### ABOUT THIS TASK
Find all lines in the records that include the word "beanie", and copy them out.

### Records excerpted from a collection
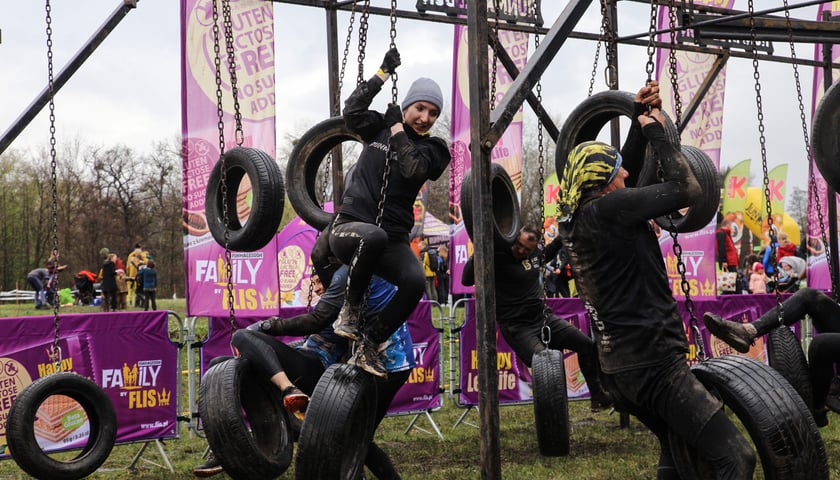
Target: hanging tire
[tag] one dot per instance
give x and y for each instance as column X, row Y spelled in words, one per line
column 782, row 429
column 338, row 427
column 304, row 163
column 587, row 120
column 244, row 421
column 20, row 428
column 705, row 209
column 267, row 199
column 825, row 141
column 506, row 223
column 551, row 403
column 785, row 355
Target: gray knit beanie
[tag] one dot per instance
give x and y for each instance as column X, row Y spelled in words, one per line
column 424, row 90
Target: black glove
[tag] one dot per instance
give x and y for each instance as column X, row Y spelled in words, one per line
column 393, row 115
column 391, row 61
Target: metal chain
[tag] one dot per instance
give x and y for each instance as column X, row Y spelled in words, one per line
column 217, row 62
column 672, row 63
column 393, row 34
column 363, row 25
column 804, row 122
column 56, row 349
column 497, row 44
column 231, row 54
column 762, row 141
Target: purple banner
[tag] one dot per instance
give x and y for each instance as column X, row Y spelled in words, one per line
column 128, row 354
column 818, row 274
column 254, row 274
column 422, row 389
column 515, row 377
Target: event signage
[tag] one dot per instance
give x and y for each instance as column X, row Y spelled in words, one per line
column 128, row 354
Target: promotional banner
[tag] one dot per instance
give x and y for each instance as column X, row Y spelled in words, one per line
column 818, row 274
column 420, row 392
column 507, row 152
column 703, row 130
column 128, row 354
column 254, row 274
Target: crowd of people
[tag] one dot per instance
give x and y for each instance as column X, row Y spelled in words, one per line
column 118, row 286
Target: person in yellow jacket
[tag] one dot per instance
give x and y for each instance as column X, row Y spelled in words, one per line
column 135, row 258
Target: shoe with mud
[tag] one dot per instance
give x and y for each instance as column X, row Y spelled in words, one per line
column 367, row 357
column 212, row 466
column 733, row 334
column 347, row 323
column 295, row 401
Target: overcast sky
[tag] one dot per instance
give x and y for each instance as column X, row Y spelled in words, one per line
column 128, row 92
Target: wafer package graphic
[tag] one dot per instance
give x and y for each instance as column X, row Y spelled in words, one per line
column 58, row 417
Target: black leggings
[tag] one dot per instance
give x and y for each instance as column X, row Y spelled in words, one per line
column 392, row 260
column 822, row 355
column 271, row 356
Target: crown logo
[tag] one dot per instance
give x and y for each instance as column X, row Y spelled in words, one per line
column 268, row 300
column 707, row 289
column 671, row 263
column 164, row 397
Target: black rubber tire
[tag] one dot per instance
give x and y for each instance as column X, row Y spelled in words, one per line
column 20, row 429
column 782, row 429
column 304, row 163
column 506, row 222
column 268, row 199
column 824, row 139
column 245, row 422
column 785, row 355
column 587, row 120
column 700, row 214
column 338, row 427
column 551, row 403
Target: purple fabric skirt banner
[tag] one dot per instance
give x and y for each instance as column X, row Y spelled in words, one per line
column 515, row 377
column 128, row 354
column 422, row 389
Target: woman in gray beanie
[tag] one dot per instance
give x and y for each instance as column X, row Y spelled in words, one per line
column 418, row 157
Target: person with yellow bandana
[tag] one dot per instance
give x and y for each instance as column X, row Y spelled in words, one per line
column 620, row 275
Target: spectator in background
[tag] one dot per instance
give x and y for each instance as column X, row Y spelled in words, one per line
column 443, row 275
column 725, row 251
column 150, row 286
column 122, row 289
column 37, row 279
column 108, row 282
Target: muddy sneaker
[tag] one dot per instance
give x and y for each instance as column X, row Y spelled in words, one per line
column 347, row 323
column 295, row 401
column 600, row 401
column 212, row 466
column 367, row 357
column 736, row 335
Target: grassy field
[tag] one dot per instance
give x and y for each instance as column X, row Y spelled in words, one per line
column 600, row 449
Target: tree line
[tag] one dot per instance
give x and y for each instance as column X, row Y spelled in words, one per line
column 110, row 197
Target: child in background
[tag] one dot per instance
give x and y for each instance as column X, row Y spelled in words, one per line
column 122, row 289
column 758, row 283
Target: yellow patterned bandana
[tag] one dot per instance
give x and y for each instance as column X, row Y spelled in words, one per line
column 591, row 166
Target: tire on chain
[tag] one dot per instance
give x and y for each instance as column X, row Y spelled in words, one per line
column 267, row 199
column 587, row 120
column 783, row 431
column 824, row 140
column 785, row 355
column 551, row 404
column 244, row 421
column 705, row 209
column 338, row 427
column 20, row 429
column 506, row 223
column 304, row 163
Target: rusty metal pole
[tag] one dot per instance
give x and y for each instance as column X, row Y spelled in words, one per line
column 485, row 281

### ANSWER TO THIS TASK
Target: gray knit beanie
Target: woman in gray beanie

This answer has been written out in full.